#### [Exercise objective]
Pick out each line in the records below that contains the word "shirt", and copy those lines in full.

#### [Dataset entries]
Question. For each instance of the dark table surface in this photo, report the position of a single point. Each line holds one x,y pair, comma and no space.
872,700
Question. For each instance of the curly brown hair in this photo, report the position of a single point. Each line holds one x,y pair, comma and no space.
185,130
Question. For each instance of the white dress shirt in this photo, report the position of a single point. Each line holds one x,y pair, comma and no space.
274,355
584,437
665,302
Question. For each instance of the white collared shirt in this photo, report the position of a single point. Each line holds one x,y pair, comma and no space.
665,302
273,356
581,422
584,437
* * *
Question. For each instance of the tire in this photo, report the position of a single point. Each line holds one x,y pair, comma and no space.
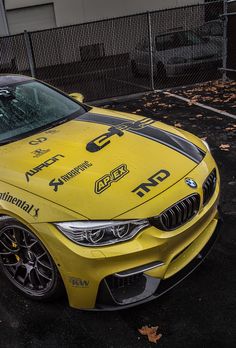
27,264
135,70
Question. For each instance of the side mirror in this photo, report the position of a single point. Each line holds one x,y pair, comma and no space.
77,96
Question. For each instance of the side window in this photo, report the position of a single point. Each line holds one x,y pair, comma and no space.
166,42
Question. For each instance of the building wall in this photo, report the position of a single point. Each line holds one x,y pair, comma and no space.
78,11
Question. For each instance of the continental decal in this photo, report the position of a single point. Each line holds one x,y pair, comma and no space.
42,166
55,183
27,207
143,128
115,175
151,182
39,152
* * *
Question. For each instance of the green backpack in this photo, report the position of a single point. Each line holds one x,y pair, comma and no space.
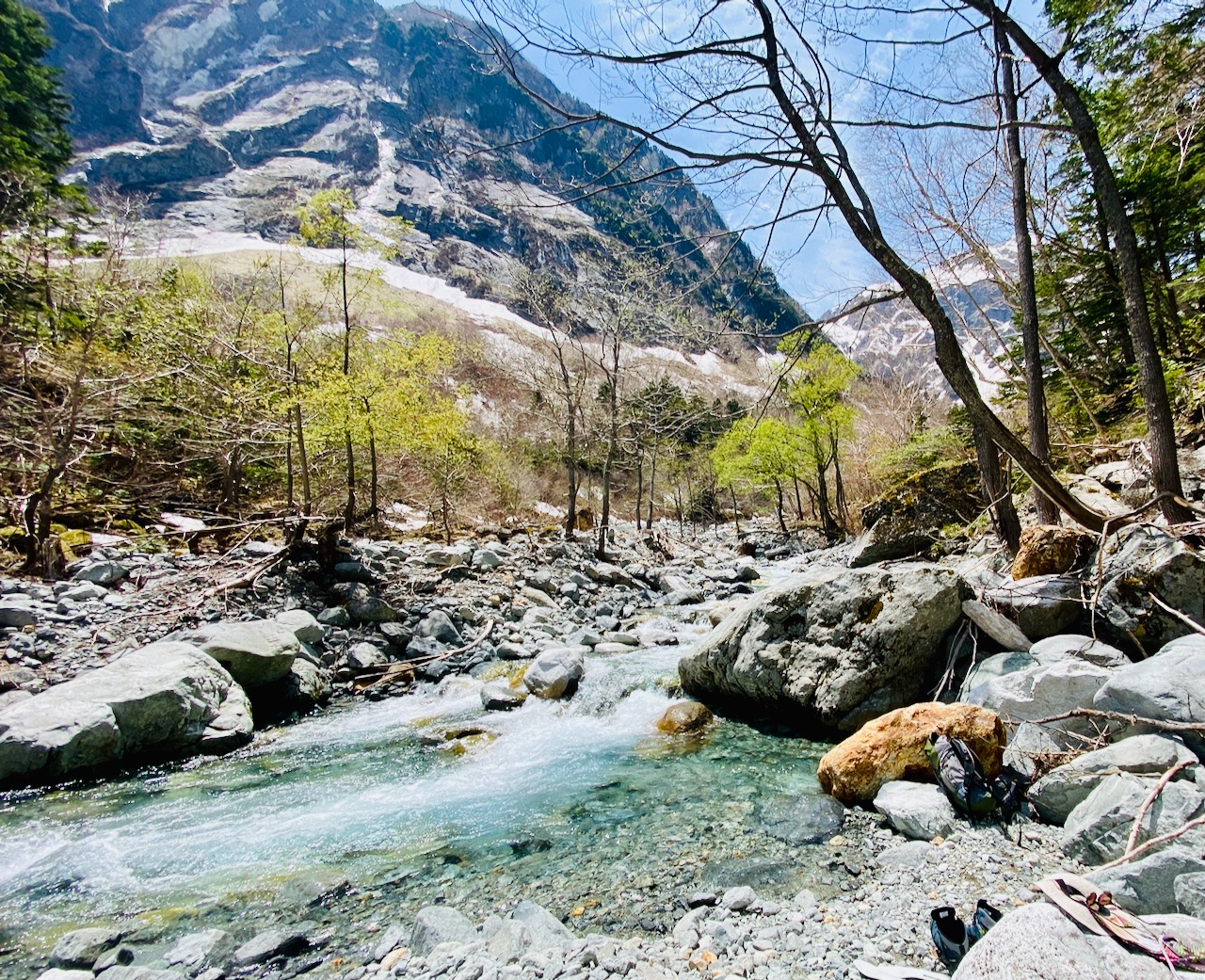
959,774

#### [Complete answer]
Question. For each instance of the white dress shirt in this photo, report the position of a single point. Each line holds one x,y pair, comma and no space.
Question. For each instance of the white collared shirt in this photo, report the position of a single point. Each line holds one x,y pair, comma and no space.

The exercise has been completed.